**PROBLEM DETAILS:** Please write out every line of the material exactly.
■ ■ ■ ■
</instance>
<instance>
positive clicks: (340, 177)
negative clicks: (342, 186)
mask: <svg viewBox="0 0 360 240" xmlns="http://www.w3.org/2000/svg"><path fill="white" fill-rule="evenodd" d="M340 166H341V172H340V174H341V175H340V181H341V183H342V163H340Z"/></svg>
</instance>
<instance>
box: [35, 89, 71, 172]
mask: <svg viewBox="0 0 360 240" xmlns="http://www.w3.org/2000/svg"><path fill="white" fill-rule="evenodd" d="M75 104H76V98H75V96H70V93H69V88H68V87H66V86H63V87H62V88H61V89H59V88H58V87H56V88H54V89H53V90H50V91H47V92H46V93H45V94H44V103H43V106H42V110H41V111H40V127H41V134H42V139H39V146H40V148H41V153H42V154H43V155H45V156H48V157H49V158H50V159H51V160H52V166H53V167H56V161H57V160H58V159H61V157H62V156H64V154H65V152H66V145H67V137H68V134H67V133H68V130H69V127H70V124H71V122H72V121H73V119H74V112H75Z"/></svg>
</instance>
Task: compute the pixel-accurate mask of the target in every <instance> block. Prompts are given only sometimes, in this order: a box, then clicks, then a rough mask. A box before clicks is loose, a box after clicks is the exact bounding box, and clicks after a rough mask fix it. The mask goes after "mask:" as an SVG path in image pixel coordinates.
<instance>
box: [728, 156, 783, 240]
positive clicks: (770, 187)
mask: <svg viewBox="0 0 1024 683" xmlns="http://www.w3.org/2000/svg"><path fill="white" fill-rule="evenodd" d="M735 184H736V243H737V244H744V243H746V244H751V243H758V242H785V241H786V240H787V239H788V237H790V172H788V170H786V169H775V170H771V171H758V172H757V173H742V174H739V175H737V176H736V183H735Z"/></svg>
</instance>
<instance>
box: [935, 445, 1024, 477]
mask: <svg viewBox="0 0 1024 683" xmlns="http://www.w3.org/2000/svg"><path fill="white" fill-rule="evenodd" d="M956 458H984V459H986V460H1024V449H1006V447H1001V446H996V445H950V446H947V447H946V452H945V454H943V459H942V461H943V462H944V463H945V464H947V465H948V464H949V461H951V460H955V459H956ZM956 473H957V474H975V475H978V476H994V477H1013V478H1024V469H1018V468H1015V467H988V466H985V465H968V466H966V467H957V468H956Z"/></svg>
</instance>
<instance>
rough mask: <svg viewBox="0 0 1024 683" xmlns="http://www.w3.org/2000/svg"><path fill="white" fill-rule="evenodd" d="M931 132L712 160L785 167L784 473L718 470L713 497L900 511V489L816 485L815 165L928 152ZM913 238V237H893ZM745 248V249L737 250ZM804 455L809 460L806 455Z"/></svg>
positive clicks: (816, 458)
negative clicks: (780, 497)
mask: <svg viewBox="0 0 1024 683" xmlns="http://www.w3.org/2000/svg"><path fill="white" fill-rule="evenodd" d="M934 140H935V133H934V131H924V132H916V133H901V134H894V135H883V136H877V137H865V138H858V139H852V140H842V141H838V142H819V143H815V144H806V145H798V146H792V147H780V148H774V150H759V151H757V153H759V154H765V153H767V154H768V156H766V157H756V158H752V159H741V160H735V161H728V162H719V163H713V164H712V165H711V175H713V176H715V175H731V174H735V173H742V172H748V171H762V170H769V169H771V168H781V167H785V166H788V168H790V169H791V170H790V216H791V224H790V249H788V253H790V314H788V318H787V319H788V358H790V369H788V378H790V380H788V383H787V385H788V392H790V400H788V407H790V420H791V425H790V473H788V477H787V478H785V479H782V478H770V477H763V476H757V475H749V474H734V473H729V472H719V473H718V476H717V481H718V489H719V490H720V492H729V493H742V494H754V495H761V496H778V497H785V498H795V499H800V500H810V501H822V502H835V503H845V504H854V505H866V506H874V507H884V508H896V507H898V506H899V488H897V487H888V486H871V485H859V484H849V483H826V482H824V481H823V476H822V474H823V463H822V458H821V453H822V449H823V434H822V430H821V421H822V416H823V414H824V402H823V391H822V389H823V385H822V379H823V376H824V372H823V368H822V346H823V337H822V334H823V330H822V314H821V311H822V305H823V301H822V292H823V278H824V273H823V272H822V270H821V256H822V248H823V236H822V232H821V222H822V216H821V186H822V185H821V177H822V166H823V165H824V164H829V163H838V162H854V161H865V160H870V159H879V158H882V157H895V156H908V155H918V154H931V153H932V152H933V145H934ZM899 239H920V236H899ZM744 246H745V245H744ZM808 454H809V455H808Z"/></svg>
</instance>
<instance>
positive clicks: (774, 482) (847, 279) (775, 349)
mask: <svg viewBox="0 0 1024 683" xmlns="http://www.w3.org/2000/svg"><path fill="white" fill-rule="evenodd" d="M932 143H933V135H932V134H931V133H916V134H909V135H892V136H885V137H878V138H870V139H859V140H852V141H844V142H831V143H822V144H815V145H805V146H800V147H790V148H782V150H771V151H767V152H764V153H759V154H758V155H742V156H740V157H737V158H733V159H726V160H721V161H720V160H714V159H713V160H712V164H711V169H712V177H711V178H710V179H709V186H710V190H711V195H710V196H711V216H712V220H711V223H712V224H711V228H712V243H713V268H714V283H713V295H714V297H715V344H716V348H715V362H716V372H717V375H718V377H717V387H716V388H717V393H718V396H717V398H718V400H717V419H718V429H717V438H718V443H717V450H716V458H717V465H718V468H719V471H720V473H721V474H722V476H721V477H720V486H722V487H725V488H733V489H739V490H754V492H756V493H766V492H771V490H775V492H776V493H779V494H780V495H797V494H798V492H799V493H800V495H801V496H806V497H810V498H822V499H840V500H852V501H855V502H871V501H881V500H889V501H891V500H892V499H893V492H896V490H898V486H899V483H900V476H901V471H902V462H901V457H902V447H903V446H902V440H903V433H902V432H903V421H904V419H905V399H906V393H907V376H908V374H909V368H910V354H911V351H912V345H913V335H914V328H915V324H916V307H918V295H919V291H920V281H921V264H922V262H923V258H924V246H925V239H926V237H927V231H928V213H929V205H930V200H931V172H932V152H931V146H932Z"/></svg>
■ ■ ■ ■
**OUTPUT FOR THIS TASK:**
</instance>
<instance>
positive clicks: (340, 177)
negative clicks: (342, 186)
mask: <svg viewBox="0 0 360 240" xmlns="http://www.w3.org/2000/svg"><path fill="white" fill-rule="evenodd" d="M340 166H341V172H340V174H341V175H340V181H341V183H342V163H340Z"/></svg>
</instance>
<instance>
box: [35, 89, 71, 172]
mask: <svg viewBox="0 0 360 240" xmlns="http://www.w3.org/2000/svg"><path fill="white" fill-rule="evenodd" d="M75 104H76V98H75V96H70V93H69V88H68V87H66V86H63V87H62V88H61V89H59V88H58V87H56V88H54V89H53V90H50V91H47V92H46V93H45V94H44V103H43V106H42V110H41V111H40V127H41V134H42V139H39V146H40V148H41V153H42V154H43V155H45V156H48V157H49V158H50V159H51V160H52V166H53V167H56V161H57V160H58V159H61V157H62V156H64V154H65V152H66V145H67V137H68V134H67V133H68V130H69V127H70V124H71V122H72V121H73V119H74V112H75Z"/></svg>
</instance>
Task: compute the pixel-accurate mask of the target in every <instance> block. Prompts are given only sometimes, in this order: a box, then clicks, then a rough mask. A box before clicks is loose, a box after clicks is the exact bounding box, and clicks after a rough mask fix it. The mask goes after "mask:" as an SVG path in image pixel coordinates.
<instance>
box: [728, 156, 783, 240]
positive clicks: (770, 187)
mask: <svg viewBox="0 0 1024 683" xmlns="http://www.w3.org/2000/svg"><path fill="white" fill-rule="evenodd" d="M735 184H736V243H737V244H744V243H746V244H751V243H758V242H785V241H786V240H787V239H788V237H790V172H788V170H786V169H775V170H771V171H758V172H757V173H742V174H739V175H737V176H736V183H735Z"/></svg>
</instance>
<instance>
box: [935, 445, 1024, 477]
mask: <svg viewBox="0 0 1024 683" xmlns="http://www.w3.org/2000/svg"><path fill="white" fill-rule="evenodd" d="M956 458H984V459H986V460H1024V449H1006V447H1001V446H996V445H950V446H947V447H946V452H945V454H943V459H942V461H943V462H944V463H945V464H947V465H948V464H949V461H951V460H955V459H956ZM956 473H957V474H975V475H978V476H994V477H1013V478H1024V469H1018V468H1015V467H988V466H985V465H968V466H966V467H957V468H956Z"/></svg>
</instance>
<instance>
rough mask: <svg viewBox="0 0 1024 683" xmlns="http://www.w3.org/2000/svg"><path fill="white" fill-rule="evenodd" d="M931 132L712 160L785 167L784 473L718 470L713 497L900 511V489L816 485L815 165L928 152ZM913 238V237H893ZM745 248V249L737 250ZM804 455L809 460L806 455Z"/></svg>
positive clicks: (816, 458)
negative clicks: (780, 497)
mask: <svg viewBox="0 0 1024 683" xmlns="http://www.w3.org/2000/svg"><path fill="white" fill-rule="evenodd" d="M934 140H935V133H934V131H924V132H916V133H901V134H894V135H883V136H877V137H865V138H858V139H852V140H842V141H838V142H819V143H815V144H806V145H798V146H792V147H780V148H774V150H759V151H757V153H759V154H765V153H767V154H768V156H766V157H756V158H752V159H741V160H735V161H728V162H719V163H713V164H712V165H711V175H713V176H715V175H731V174H735V173H742V172H748V171H762V170H769V169H771V168H781V167H785V166H788V168H790V169H791V170H790V216H791V224H790V249H788V253H790V314H788V318H787V319H788V358H790V369H788V378H790V380H788V383H787V385H788V392H790V400H788V407H790V420H791V425H790V473H788V477H787V478H785V479H782V478H770V477H763V476H757V475H749V474H734V473H729V472H719V473H718V476H717V481H718V489H719V490H720V492H729V493H742V494H754V495H761V496H778V497H785V498H795V499H800V500H810V501H822V502H835V503H845V504H854V505H866V506H874V507H884V508H896V507H898V506H899V488H897V487H888V486H871V485H859V484H849V483H826V482H824V481H823V476H822V474H823V463H822V458H821V453H822V449H823V434H822V430H821V421H822V416H823V414H824V402H823V391H822V389H823V385H822V379H823V376H824V372H823V368H822V346H823V337H822V334H823V330H822V314H821V311H822V305H823V301H822V292H823V278H824V273H823V272H822V270H821V256H822V248H823V236H822V232H821V222H822V216H821V186H822V185H821V177H822V166H823V165H824V164H829V163H838V162H854V161H865V160H870V159H879V158H882V157H895V156H908V155H918V154H931V153H932V152H933V145H934ZM899 239H920V236H899ZM744 246H745V245H744ZM808 454H809V455H808Z"/></svg>
</instance>
<instance>
positive clicks: (774, 482) (847, 279) (775, 349)
mask: <svg viewBox="0 0 1024 683" xmlns="http://www.w3.org/2000/svg"><path fill="white" fill-rule="evenodd" d="M932 143H933V135H932V134H931V133H916V134H909V135H892V136H885V137H878V138H870V139H859V140H852V141H844V142H831V143H822V144H815V145H805V146H800V147H790V148H782V150H771V151H767V152H764V153H759V154H758V155H742V156H740V157H737V158H733V159H726V160H721V161H720V160H714V159H713V160H712V164H711V169H712V177H711V178H710V179H709V186H710V190H711V195H710V196H711V216H712V220H711V223H712V224H711V228H712V243H713V268H714V283H713V295H714V297H715V344H716V348H715V362H716V372H717V375H718V377H717V387H716V388H717V393H718V396H717V398H718V400H717V419H718V429H717V438H718V443H717V450H716V458H717V465H718V468H719V471H720V473H721V474H722V476H721V477H720V486H722V487H725V488H733V489H739V490H754V492H756V493H766V492H771V490H775V492H776V493H779V494H780V495H797V494H798V492H799V493H800V495H801V496H806V497H810V498H822V499H840V500H852V501H855V502H871V501H881V500H889V501H891V500H892V499H893V492H896V490H898V486H899V483H900V476H901V471H902V462H901V457H902V447H903V446H902V440H903V433H902V432H903V421H904V419H905V399H906V393H907V376H908V374H909V368H910V354H911V351H912V345H913V335H914V328H915V324H916V307H918V295H919V291H920V281H921V264H922V262H923V258H924V246H925V239H926V237H927V231H928V213H929V205H930V200H931V172H932V152H931V146H932Z"/></svg>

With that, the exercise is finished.